**Description of the task**
Reproduce all of the data below without alteration; exclude every picture.

**Excerpted data**
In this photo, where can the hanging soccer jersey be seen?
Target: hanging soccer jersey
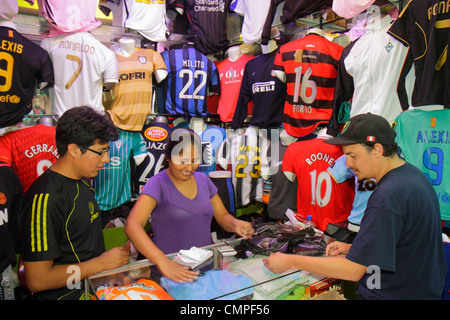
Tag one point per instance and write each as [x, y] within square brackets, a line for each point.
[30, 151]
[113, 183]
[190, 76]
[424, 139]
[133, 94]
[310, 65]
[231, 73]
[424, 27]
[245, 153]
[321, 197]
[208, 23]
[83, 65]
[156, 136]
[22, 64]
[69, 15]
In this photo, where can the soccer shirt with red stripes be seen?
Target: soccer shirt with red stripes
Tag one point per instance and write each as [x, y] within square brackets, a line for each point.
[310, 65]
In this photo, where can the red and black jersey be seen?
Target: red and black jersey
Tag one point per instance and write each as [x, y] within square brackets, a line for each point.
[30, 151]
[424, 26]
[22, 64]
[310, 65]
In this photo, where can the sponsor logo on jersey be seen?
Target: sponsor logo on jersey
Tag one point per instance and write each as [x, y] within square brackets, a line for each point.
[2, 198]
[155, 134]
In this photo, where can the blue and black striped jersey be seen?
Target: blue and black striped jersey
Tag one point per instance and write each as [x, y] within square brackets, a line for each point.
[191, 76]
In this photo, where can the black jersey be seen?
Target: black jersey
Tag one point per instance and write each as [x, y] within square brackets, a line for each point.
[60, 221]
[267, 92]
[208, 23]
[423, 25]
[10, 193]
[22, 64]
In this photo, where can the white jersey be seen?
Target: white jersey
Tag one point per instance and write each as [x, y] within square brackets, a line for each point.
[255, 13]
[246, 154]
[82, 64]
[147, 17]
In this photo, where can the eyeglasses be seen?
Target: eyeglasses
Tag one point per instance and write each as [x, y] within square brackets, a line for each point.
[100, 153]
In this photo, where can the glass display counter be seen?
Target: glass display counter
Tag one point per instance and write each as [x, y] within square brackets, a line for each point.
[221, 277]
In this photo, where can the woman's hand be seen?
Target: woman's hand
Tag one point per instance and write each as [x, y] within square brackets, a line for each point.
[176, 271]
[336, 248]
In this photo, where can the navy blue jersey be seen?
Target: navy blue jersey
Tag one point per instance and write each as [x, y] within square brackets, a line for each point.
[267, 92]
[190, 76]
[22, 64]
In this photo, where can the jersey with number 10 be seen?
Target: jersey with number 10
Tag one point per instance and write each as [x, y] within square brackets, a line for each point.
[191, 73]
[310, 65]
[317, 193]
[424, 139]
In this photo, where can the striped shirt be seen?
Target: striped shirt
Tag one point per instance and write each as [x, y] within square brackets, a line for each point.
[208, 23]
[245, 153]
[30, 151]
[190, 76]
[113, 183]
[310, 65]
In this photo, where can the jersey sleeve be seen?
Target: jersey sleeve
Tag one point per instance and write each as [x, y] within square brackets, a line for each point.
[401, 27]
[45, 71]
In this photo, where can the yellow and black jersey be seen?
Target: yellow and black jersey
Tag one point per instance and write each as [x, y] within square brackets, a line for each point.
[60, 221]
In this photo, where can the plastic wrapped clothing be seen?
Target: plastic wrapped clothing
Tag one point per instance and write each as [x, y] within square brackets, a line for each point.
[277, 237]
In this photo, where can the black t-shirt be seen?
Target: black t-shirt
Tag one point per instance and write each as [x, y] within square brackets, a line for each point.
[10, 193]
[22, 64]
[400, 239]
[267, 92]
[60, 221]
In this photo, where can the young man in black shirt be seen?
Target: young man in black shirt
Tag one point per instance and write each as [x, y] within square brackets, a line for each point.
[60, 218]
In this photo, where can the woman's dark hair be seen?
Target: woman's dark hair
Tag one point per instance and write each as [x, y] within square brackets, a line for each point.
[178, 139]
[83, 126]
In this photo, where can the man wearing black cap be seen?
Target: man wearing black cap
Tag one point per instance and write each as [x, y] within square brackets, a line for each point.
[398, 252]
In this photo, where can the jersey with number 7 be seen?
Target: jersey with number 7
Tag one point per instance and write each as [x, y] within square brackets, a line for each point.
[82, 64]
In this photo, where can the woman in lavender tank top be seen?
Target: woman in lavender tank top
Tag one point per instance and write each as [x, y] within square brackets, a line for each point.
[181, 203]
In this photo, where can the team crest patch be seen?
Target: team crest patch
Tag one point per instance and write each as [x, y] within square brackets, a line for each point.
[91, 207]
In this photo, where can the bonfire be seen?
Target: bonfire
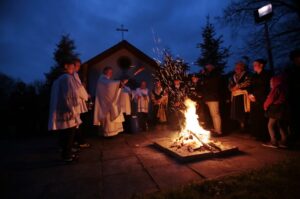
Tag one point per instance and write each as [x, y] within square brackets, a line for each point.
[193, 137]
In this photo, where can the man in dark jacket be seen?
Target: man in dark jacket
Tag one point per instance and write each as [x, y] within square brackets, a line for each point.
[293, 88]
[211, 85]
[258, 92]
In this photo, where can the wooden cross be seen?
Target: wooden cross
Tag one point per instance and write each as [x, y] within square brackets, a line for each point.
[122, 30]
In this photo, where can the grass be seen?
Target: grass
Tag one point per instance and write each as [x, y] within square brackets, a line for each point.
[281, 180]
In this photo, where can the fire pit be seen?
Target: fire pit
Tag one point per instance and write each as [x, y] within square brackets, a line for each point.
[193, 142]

**Output for this task**
In this photo, where can the hanging soccer jersey be seen?
Target: hanging soccer jersey
Tag one point per instance and write each as [x, y] within square brackets, a line for each point.
[30, 151]
[113, 183]
[190, 76]
[424, 139]
[133, 94]
[310, 65]
[231, 73]
[424, 27]
[245, 153]
[321, 197]
[208, 23]
[83, 65]
[156, 136]
[22, 64]
[69, 15]
In this photo, where can the soccer shirt with red stripes be seen?
Target: soccer shirt with red stripes
Tag one point per instance and write each as [x, y] within square brackets, a line for each point.
[310, 65]
In this photo, where can the red and black jersey be seen?
Target: red and black jersey
Tag one point per instance and write each as [x, y] within square brackets, a line for each point.
[30, 151]
[424, 26]
[22, 64]
[310, 65]
In this photo, where can the sponsor logo on jersey be seen?
Target: sponsor logo on jersey
Tag one point per instance and write each as [x, y] within square brackets, a line for each point.
[2, 198]
[155, 134]
In this photo, where can the blue and black striped jersey be seen?
Target: blue and black striped jersey
Tag one point per instance and write each as [x, y] within square brackets, a line for each point.
[191, 76]
In this photo, where can the black jersey be seen?
Target: black jersey
Tag one point per instance and write each as [x, y] within square brackets, a line for each point.
[60, 221]
[267, 92]
[208, 23]
[423, 25]
[10, 193]
[22, 64]
In this photo, where can the white jersey be seen?
Target: white jersey
Tag one point per instance and write each as [x, y] within square brackets, a line for each point.
[255, 13]
[246, 154]
[82, 64]
[147, 17]
In this photo, where can the eyeglasses be seen?
Target: eyeglasses
Tag one point per instance and write each as [x, y] within square brackets, a line for each point.
[100, 153]
In this photo, where can the glass display counter be seen?
Target: glass display counter
Tag one point per instance and write each as [x, y] within square brackets, a line for each point.
[221, 277]
In this photo, where can the woman's hand be seen?
Target: woman's hand
Tag one point per instance and write each as [x, y] within square brackets, a line for each point.
[176, 271]
[336, 248]
In this photo, where can the navy blue jersey be seen?
Target: navy blue jersey
Tag one point per instance and write each as [x, y] within square brackets, a line for each point.
[267, 92]
[190, 76]
[22, 64]
In this photo, where can the jersey with number 10 be seen?
Target: jersey with number 10
Tag one point per instance and write each as [x, y] within square brackets, a line for each point.
[191, 73]
[310, 65]
[317, 193]
[424, 139]
In this photo, where can the striped shirt be seen?
Target: striped shirt
Tag one point per instance and write each as [x, y] within square brackets, a line for each point.
[208, 23]
[245, 153]
[30, 151]
[190, 76]
[113, 183]
[310, 65]
In this photo, where can the jersey sleeve be seen?
Target: jersey sleeve
Tag one point per instance and write each as [x, y] within square brackets, a line for each point.
[401, 27]
[45, 71]
In this photo, where can the yellow and black jersey be seen?
Target: yellow and black jersey
Tag one point per instance and write each as [x, y] within square brackets, a line for each point.
[60, 221]
In this photo, where can the plastic wrapped clothing be seen?
Target: plastic wrapped clothing
Tag one point per instance and write each as [x, y] within square brackets, a line for each point.
[277, 237]
In this photo, where can the black t-shirt be seen?
Target: black t-shirt
Tag one point per instance and write each as [x, y] within square brackets, a line for each point.
[10, 193]
[22, 64]
[400, 239]
[267, 92]
[60, 221]
In this photo, where can the young man in black shirt be seen?
Target: young man in black shirt
Tag one point per instance and write each as [x, y] within square brackets, a line for each point.
[60, 218]
In this photo, where can the woman's dark hair be seen?
Target: woman's dark hair
Tag one point per instance and write each as [x, y] within square brackets, a line for each point.
[178, 139]
[83, 126]
In this photo, where can the man wearing black cap be seen?
Target: man wearing black cap
Tag one point per instance and write each as [x, y] within square brackets, a line for each point.
[398, 252]
In this photo, where can the jersey with number 7 be seen?
Target: jersey with number 7
Tag one point per instance and write each as [x, y] within square brackets, a line for each point.
[82, 64]
In this photo, where can the woman in lavender tank top be seen?
Target: woman in lavender tank top
Tag one point per instance and write each as [x, y] within square brackets, a line for each point.
[181, 203]
In this photo, where can the team crest patch be seen?
Target: team crest patch
Tag one point per instance and write each as [x, y] within square brackets, a line for each point.
[91, 207]
In this photo, where can the bonfire be seen?
Target: bonfire
Tag one point per instance and write each as [x, y] within square brackets, a line for each point.
[193, 137]
In this photo, where can the man in dark jacket be seen?
Target: man in dark jacket
Tag one point per instance and write each as [x, y] within square brackets, a line for each point.
[293, 88]
[211, 85]
[258, 92]
In this photo, where can the wooden cross be seen?
Target: wooden cross
Tag one point per instance and write each as [x, y] within square brackets, a line for each point.
[122, 30]
In this photo, where can the grass be seen?
Target: grass
Tag one point per instance and write each as [x, y] within square brackets, a line for each point.
[281, 180]
In this photo, where can the fire pit be seen?
Target: fire pit
Tag one point per instance and write each as [x, y] within square brackets, a line for each point.
[193, 142]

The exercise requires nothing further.